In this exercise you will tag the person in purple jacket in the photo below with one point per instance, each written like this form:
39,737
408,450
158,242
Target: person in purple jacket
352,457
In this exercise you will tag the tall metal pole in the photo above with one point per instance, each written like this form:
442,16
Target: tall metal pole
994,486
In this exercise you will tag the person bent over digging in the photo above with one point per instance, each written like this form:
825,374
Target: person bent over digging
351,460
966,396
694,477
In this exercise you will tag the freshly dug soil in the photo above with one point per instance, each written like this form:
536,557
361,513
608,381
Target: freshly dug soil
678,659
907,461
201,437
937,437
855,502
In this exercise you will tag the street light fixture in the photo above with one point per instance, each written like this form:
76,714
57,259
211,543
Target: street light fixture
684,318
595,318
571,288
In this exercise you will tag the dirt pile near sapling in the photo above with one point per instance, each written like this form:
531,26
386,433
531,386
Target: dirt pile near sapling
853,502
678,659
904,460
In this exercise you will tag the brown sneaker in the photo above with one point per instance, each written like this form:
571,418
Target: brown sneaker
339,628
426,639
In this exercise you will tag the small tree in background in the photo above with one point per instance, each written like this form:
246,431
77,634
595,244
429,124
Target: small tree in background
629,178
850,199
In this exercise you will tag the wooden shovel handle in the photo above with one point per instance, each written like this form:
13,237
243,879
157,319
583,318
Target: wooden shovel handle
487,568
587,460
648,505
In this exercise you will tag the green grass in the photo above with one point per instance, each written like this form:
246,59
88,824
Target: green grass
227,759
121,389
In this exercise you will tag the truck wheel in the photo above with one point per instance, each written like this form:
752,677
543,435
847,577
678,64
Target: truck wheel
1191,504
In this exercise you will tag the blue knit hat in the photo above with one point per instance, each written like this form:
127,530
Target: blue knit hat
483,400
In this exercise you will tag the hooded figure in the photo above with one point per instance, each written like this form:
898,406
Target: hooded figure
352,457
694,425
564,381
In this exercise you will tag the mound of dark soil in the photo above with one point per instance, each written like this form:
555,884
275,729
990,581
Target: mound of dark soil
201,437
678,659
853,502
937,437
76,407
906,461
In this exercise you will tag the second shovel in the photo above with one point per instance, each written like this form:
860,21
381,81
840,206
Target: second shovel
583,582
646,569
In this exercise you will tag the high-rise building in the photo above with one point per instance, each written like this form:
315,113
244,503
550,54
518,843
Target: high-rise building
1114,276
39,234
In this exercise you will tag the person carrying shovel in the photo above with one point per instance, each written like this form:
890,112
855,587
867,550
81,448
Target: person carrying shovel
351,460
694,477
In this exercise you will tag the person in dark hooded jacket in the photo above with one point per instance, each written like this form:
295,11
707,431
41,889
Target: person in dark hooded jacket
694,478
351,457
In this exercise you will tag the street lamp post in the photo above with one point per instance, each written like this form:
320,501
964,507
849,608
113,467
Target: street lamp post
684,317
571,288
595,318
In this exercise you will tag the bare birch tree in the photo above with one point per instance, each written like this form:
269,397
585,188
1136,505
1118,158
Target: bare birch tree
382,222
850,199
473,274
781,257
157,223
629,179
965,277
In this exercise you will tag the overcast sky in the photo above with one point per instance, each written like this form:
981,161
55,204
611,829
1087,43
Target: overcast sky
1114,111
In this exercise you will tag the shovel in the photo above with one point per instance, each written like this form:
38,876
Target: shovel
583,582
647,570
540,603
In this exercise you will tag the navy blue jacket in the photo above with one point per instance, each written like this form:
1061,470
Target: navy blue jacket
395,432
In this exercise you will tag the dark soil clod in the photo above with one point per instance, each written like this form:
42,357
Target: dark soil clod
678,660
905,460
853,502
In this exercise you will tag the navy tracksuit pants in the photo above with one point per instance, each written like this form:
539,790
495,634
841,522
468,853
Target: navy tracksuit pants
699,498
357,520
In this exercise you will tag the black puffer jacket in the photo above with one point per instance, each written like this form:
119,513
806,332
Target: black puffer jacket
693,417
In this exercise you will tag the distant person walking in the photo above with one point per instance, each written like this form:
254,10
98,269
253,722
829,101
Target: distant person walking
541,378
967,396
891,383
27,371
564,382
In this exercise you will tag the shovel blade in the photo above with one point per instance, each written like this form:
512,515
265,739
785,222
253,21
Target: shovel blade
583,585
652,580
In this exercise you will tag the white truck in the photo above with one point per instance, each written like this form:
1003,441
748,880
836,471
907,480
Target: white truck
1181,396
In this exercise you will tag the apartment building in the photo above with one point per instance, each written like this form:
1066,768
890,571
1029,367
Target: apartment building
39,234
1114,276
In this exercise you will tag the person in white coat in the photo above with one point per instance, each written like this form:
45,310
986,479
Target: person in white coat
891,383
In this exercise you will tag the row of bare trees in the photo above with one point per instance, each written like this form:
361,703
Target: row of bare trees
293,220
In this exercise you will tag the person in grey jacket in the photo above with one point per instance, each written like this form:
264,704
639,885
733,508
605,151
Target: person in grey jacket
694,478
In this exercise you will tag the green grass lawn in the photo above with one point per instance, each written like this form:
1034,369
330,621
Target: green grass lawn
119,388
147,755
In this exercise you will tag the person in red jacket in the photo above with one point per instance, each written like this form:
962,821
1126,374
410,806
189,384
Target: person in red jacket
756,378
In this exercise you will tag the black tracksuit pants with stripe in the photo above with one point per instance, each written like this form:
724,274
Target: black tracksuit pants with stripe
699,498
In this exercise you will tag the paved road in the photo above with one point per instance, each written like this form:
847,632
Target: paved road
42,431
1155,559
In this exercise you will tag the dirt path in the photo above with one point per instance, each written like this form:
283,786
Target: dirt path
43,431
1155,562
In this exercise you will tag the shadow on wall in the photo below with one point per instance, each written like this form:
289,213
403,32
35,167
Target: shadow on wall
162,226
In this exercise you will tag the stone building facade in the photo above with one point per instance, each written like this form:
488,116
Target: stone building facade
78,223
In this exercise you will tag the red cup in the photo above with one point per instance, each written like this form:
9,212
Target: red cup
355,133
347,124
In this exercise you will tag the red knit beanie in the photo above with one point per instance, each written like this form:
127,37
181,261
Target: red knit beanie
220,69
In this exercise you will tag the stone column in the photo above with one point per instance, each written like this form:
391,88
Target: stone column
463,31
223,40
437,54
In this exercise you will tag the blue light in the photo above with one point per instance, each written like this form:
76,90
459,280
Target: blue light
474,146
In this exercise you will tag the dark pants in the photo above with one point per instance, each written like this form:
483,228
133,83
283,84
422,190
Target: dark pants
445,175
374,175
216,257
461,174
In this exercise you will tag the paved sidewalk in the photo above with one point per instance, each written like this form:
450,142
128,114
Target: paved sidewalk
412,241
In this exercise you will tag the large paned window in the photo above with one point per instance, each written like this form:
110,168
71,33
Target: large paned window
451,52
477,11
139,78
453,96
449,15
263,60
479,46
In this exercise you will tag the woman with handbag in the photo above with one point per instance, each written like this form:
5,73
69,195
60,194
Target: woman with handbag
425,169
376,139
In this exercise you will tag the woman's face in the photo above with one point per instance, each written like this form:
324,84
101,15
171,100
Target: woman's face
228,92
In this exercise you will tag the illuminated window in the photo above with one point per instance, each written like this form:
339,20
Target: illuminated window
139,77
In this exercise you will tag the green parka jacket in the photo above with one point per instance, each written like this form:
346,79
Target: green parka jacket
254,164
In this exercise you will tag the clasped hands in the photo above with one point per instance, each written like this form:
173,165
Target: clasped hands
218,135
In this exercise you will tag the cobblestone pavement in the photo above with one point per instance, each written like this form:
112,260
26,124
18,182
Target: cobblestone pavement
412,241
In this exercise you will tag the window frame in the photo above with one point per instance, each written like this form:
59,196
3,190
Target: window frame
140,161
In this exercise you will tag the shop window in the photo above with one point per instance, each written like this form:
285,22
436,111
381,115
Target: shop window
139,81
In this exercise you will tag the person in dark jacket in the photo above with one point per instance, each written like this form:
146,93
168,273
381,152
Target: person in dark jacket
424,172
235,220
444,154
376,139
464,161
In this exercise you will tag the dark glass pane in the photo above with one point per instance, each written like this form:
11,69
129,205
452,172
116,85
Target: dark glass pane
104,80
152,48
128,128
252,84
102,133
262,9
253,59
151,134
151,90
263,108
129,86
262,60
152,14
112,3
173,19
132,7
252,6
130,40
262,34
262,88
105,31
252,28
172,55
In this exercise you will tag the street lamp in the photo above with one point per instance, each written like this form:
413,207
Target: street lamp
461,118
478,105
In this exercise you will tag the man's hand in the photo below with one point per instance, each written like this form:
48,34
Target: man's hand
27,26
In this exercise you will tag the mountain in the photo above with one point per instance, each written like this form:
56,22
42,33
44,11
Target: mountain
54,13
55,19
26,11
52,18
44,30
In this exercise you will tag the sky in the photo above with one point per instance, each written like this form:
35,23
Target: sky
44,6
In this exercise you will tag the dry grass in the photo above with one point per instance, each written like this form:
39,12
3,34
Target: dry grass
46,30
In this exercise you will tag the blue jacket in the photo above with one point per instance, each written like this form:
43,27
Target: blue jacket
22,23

__Work item__: Please list every line of the records that contains "below".

__Finished exercise__:
In this exercise you will tag the person in purple jacket in the photo below with one point per instance, each written like this form:
In this exercise you will tag the shadow on wall in the photo below with one point per instance, each written like this form:
In this exercise you will tag the man's hand in the photo below with one point per instance, each written like this form:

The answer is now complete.